PROVIDED DATA:
◆ ◆ ◆ ◆

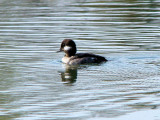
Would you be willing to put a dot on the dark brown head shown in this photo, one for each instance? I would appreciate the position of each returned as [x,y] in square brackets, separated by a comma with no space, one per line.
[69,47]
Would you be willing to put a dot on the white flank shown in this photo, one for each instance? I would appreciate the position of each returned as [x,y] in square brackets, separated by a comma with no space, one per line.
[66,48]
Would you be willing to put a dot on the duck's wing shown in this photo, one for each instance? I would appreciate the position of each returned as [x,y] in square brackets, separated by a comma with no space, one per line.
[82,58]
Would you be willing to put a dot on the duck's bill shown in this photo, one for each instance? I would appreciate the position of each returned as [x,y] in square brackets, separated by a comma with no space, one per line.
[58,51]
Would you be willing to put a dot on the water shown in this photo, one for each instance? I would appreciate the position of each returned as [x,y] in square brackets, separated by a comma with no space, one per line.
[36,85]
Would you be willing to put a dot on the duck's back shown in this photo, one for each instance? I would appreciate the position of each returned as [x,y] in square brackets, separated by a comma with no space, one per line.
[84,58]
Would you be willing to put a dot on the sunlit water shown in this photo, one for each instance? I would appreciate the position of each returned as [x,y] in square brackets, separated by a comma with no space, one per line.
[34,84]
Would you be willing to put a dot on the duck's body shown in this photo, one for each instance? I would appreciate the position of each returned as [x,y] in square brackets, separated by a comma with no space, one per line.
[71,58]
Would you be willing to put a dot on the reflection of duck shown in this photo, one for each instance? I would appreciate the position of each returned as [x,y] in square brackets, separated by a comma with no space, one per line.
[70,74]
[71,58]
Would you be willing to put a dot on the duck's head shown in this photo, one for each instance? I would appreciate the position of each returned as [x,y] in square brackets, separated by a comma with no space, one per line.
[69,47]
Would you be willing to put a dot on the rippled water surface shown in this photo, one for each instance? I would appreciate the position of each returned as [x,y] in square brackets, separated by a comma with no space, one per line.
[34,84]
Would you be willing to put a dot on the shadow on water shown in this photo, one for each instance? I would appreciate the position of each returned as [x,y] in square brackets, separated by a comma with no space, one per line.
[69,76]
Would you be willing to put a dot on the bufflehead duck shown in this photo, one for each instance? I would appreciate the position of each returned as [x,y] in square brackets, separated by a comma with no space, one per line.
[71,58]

◆ ◆ ◆ ◆

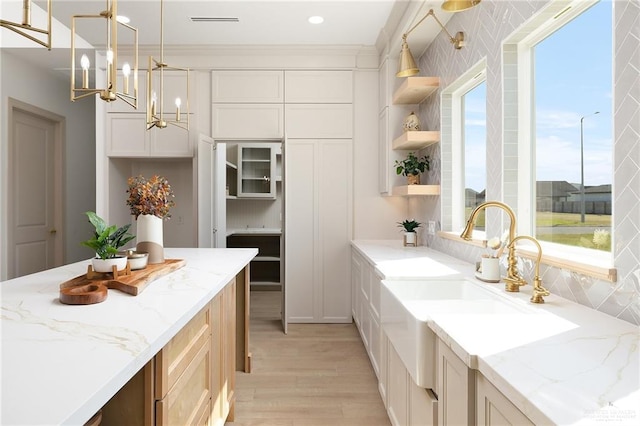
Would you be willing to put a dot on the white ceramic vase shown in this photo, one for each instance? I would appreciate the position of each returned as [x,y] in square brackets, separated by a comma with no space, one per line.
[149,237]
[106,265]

◆ ◆ ◆ ◆

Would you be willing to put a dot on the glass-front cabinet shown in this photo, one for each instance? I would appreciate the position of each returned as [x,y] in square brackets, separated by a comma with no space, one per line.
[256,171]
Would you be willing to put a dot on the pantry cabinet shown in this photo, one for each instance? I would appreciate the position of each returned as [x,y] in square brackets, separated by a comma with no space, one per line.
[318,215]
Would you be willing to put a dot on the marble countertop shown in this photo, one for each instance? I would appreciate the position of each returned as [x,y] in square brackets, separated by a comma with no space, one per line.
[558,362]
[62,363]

◆ ◆ ◆ ◆

TASK INSTRUCTIONS:
How many of the lines above contain the word "sunlit"? Reply with the number alone.

FINAL RESULT:
1